- _Requirements_:
**A.** In the passage on random vectors, what is the family σ(X) also called?
**B.** Echo the passage on random vectors from "Proof. It is" to "Distribution Functions.".
**C.** Give what follows in the passage on random vectors, picking up after its final line.

--- start of Supplied passage ---

The probability measure \(\mathbb{P}_{\bf X}\) is called the probability distribution function of \({\bf X}\). The random vector \({\bf X}\) is said to be of the discrete type when there exists countably many points \({\bf z}_{i}\in\mathbb{R}^{n}\) for \(i=1,2,\cdots\) satisfying
\[\sum_{i=1}^{\infty}\mathbb{P}({\bf X}={\bf z}_{i})=1.\]
In this case, we set
\[\mathbb{P}({\bf X}={\bf z}_{i})=f_{\bf X}({\bf z}_{i})\]
and call \(f_{\bf X}\) the probability density function (or probability mass function) of \({\bf X}\). Clearly, \(f_{\bf X}({\bf z}_{i})\geq 0\) for all \(i=1,2,\cdots\) and \(\sum_{i=1}^{\infty}f_{\bf X}({\bf z}_{i})=1\). Furthermore, we have
\begin{align*} \mathbb{P}_{\bf X}(B) & =\mathbb{P}({\bf X}\in B)\\ & =\sum_{{\bf z}_{i}\in B}f_{\bf X}({\bf z}_{i}).\end{align*}
On the other hand, if \({\bf X}\) satisfies \(\mathbb{P}({\bf X}={\bf z})=0\) for all \({\bf z}\in \mathbb{R}^{n}\), we say that \({\bf X}\) is of the continuous type. If there exists a nonnegative measurable function \(f_{\bf X}:(\mathbb{R}^{n},{\cal B}^{n})\rightarrow (\mathbb{R},{\cal B})\) (but not necessarily continuous) satisfying
\[\mathbb{P}_{\bf X}(B)=\mathbb{P}({\bf X}\in B)=\int_{B}f_{\bf X}({\bf z})d{\bf z}\]
for \(B\in {\cal B}^{n}\), we say that \(f_{\bf X}\) is the probability density function of \({\bf X}\). Clearly, we have
\[\int_{\mathbb{R}^{n}}f_{\bf X}({\bf z})d{\bf z}=1.\]
Proposition. Given a random variable \(X\), the family
\[\sigma (X)=\left\{X^{-1}(B):B\in {\cal B}\right\}\]
is a \(\sigma\)-field on \(S\).
Proof. It is clear to see that \(S=X^{-1}(\mathbb{R})\) belongs to \(\sigma (X)\). If each of the sets \(X^{-1}(B_{i})\) belongs to \(\sigma (X)\), since \({\cal B}\) is a \(\sigma\)-field, it follows \(\bigcup_{i=1}^{\infty}B_{i}\in {\cal B}\). Since
\[\bigcup_{i=1}^{\infty}X^{-1}(B_{i})=X^{-1}\left (\bigcup_{i=1}^{\infty}B_{i}\right ),\]
we have \(\bigcup_{i=1}^{\infty}X^{-1}(B_{i})\in\sigma (X)\). This completes the proof. \(\blacjsquare\)
We also say that \(\sigma (X)\) is the \(\sigma\)-field generated by \(X\).
\begin{equation}{\label{c}}\tag{C}\mbox{}\end{equation}
Distribution Functions.

--- end of Supplied passage ---
--- start of Rows ---

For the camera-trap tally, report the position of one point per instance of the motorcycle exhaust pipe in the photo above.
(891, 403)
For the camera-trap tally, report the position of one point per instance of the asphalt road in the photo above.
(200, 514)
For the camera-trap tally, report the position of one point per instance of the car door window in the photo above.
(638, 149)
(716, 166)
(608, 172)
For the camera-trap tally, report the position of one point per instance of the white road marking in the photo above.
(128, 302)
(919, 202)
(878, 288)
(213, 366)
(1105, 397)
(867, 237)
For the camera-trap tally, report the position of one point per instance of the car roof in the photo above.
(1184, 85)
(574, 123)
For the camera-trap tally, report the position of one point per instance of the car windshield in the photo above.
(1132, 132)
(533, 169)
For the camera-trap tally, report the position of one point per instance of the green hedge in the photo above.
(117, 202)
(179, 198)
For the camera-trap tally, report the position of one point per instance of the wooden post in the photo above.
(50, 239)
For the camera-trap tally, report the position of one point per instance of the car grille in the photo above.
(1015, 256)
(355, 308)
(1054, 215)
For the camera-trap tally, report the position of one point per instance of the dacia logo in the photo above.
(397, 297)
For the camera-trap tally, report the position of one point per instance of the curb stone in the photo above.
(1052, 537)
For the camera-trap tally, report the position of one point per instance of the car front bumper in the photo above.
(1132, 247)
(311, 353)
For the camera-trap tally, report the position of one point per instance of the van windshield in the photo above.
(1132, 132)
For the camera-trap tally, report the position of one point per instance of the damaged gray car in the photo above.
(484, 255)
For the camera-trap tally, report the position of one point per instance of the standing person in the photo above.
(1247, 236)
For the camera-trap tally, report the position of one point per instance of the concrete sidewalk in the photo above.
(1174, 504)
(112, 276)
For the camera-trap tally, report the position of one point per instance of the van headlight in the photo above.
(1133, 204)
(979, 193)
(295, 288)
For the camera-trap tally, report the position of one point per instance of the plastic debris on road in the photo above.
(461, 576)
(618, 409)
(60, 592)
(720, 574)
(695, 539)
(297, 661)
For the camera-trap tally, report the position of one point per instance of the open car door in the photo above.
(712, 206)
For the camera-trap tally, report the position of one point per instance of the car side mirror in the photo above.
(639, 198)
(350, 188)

--- end of Rows ---

- _Response list_:
**A.** It is called the σ-field generated by X.

**B.**
Proof. It is clear to see that \(S=X^{-1}(\mathbb{R})\) belongs to \(\sigma (X)\). If each of the sets \(X^{-1}(B_{i})\) belongs to \(\sigma (X)\), since \({\cal B}\) is a \(\sigma\)-field, it follows \(\bigcup_{i=1}^{\infty}B_{i}\in {\cal B}\). Since
\[\bigcup_{i=1}^{\infty}X^{-1}(B_{i})=X^{-1}\left (\bigcup_{i=1}^{\infty}B_{i}\right ),\]
we have \(\bigcup_{i=1}^{\infty}X^{-1}(B_{i})\in\sigma (X)\). This completes the proof. \(\blacjsquare\)
We also say that \(\sigma (X)\) is the \(\sigma\)-field generated by \(X\).
\begin{equation}{\label{c}}\tag{C}\mbox{}\end{equation}
Distribution Functions.

**C.**
Let \(X\) be a random variable with probability distribution function \(\mathbb{P}_{X}\) , i.e., \(\mathbb{P}_{X}(B)=\mathbb{P}(X\in B)\) for \(B\in {\cal B}\). In particular, for \(B=(-\infty ,x]\), \(\mathbb{P}_{X}((-\infty ,x])\) is denoted by \(F(x)\) and is called the distribution function of \(X\). We also see
\[F(x)=\mathbb{P}(X\leq x).\]
Let \({\bf X}=(X_{1},\cdots ,X_{n})\) be a random vector. The distribution function of \({\bf X}\), also known as the joint distribution function of \(X_{1},\cdots ,X_{n}\) is defined by
\[F(x_{1},\cdots ,x_{n})=\mathbb{P}(X_{1}\leq x_{1},\cdots ,X_{n}\leq x_{n}).\]
Proposition. The distribution function \(F\) of a random variable \(X\) satisfies the following properties.
(i) We have \(0\leq F(x)\leq 1\).
(ii) The distribution function \(F\) is nondecreasing.
(iii) The distribution function \(F\) is right-continuous.
(iv) We have
\[\lim_{x\rightarrow -\infty}F(x)=0\]
and
\[\lim_{x\rightarrow +\infty}F(x)=1.\]
If \(X\) is discrete, its distribution function is a step function and we have
\[F(x)=\sum_{x_{i}\leq x}f(x_{i})\]
and
\[f(x_{i})=F(x_{i})-F(x_{i-1}),\]
where we assume \(x_{1}<x_{2}<\cdots\).
The distribution function of a random variable \(X\) of the continuous type, defined in terms of the p.d.f. of \(X\), is given by
\[F(x)=\mathbb{P}(X\leq x)=\int_{-\infty}^{x} f(t)dt.\]
The distribution function \(F(x)\) cumulates all of the probability less than or equal to \(x\). Using the fundamental theorem of calculus, we have \(F'(x)=f(x)\) when the derivative \(F'(x)\) exists.
Let \({\bf X}=(X_{1},\cdots ,X_{n})\) be a random vector. Then, for each \(i\), the distribution function of \(X_{i}\) given by
\[F_{X_{i}}(x)=\lim_{x_{j}\rightarrow\infty ,j\neq i}F(x_{1},\cdots ,x_{i-1},x,x_{i+1},\cdots ,x_{n})\]
is called the marginal distribution function of \(X_{i}\). If \(k\) \(x_{j}\)’s are taken to approach \(\infty\), then the resulting function is the joint distribution function of the random variables corresponding to the remaining \((n-k)\) \(X_{j}\)’s. All these distribution functions are also called the marginal distribution functions.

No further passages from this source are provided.